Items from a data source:

——————————

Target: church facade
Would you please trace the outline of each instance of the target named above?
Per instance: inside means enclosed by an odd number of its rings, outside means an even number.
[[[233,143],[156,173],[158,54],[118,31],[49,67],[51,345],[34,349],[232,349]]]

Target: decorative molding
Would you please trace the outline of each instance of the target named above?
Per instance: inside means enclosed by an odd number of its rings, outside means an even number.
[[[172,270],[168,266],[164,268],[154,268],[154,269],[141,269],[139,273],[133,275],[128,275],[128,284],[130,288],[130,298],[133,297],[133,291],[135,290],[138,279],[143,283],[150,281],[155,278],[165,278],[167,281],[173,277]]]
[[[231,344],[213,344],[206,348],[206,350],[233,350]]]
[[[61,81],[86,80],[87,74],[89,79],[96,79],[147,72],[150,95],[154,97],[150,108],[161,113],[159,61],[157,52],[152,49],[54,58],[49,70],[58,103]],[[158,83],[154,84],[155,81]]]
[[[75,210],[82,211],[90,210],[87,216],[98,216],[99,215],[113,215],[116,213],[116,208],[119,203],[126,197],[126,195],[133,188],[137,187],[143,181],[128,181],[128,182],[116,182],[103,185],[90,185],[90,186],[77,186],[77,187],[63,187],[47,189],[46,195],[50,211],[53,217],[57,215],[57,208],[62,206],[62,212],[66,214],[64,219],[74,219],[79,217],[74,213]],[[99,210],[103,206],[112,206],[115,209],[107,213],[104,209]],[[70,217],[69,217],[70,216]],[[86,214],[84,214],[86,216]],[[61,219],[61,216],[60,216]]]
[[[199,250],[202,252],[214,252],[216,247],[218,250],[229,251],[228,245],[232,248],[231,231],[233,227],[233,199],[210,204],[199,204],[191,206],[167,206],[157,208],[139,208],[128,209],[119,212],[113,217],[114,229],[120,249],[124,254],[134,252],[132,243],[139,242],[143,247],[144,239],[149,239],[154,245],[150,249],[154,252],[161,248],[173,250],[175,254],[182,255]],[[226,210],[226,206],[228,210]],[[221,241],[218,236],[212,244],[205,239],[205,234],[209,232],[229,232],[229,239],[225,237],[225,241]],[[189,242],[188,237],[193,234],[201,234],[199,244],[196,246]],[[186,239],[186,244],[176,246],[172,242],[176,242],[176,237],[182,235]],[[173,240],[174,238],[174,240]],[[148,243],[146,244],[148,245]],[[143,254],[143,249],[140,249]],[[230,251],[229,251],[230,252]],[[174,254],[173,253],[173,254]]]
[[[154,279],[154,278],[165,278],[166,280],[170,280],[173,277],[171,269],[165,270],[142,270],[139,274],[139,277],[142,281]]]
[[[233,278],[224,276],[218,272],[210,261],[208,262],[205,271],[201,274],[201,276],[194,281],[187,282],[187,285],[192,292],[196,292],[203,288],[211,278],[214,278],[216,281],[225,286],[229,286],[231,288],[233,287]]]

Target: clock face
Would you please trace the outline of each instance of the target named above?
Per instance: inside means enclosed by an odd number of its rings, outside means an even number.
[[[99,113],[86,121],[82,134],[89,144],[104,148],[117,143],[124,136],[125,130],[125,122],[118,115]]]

——————————

**Brief**: Render every line of the data above as a numbered list, one entry per line, and omit the blank lines.

**Answer to this task**:
1. Target: church facade
2. Would you please trace the outline of each instance of the target named above?
3. Per instance: inside means enclosed by an odd number of its rings, outside means an even number.
4. [[[233,143],[156,173],[158,54],[118,31],[49,67],[51,345],[34,349],[232,349]]]
5. Target: decorative molding
6. Would you please trace the outline of each instance of the target named above?
7. Per instance: inside means enclosed by an odd number of its rings, outside means an even number.
8. [[[172,270],[168,266],[164,268],[154,268],[154,269],[141,269],[139,273],[133,275],[128,275],[128,284],[130,288],[130,298],[133,297],[133,291],[135,290],[138,279],[143,283],[150,281],[155,278],[165,278],[167,281],[173,277]]]
9. [[[231,344],[213,344],[206,348],[206,350],[233,350]]]
10. [[[61,81],[86,80],[87,74],[89,79],[96,79],[147,72],[150,95],[154,97],[150,108],[161,113],[159,61],[157,52],[152,49],[54,58],[49,70],[58,103]],[[158,83],[154,84],[155,81]]]
11. [[[75,210],[82,211],[90,210],[87,216],[98,216],[99,215],[113,215],[116,213],[116,208],[119,203],[126,197],[126,195],[133,188],[137,187],[143,181],[128,181],[128,182],[116,182],[103,185],[90,185],[90,186],[77,186],[77,187],[63,187],[47,189],[46,195],[50,211],[53,217],[57,215],[57,208],[62,206],[62,212],[66,214],[64,219],[74,219],[79,217],[74,213]],[[99,210],[103,206],[112,206],[115,209],[107,213],[104,209]],[[70,217],[69,217],[70,216]],[[86,214],[84,214],[86,216]],[[61,219],[61,216],[60,216]]]
12. [[[199,250],[202,252],[214,252],[216,247],[218,250],[229,251],[228,245],[232,248],[231,231],[233,227],[233,199],[210,204],[199,204],[191,206],[167,206],[157,208],[139,208],[128,209],[119,212],[113,217],[114,229],[120,249],[124,254],[134,252],[132,243],[139,242],[143,247],[144,239],[149,239],[154,245],[150,249],[154,252],[161,248],[173,250],[175,254],[182,255]],[[226,210],[226,206],[228,210]],[[221,241],[218,236],[212,244],[205,239],[205,234],[209,232],[229,232],[229,239],[225,237],[225,241]],[[189,242],[188,237],[193,234],[201,234],[199,244],[196,246]],[[186,239],[186,244],[176,246],[172,242],[176,242],[176,237],[182,235]],[[173,240],[174,238],[174,240]],[[148,243],[146,244],[148,245]],[[143,254],[143,249],[140,249]],[[230,251],[229,251],[230,252]],[[174,254],[173,253],[173,254]]]
13. [[[154,279],[154,278],[165,278],[166,280],[170,280],[173,277],[171,269],[165,270],[142,270],[139,274],[139,277],[142,281]]]
14. [[[233,278],[224,276],[218,272],[210,261],[208,262],[205,271],[201,274],[201,276],[194,281],[187,282],[187,285],[192,292],[196,292],[203,288],[211,278],[214,278],[216,281],[225,286],[229,286],[231,288],[233,287]]]
15. Target: clock face
16. Would you please trace the outline of each instance of the target named above?
17. Per instance: inside means enclosed by an odd number of its rings, outside means an even number.
18. [[[99,113],[86,121],[82,134],[89,144],[104,148],[117,143],[124,136],[125,130],[125,122],[118,115]]]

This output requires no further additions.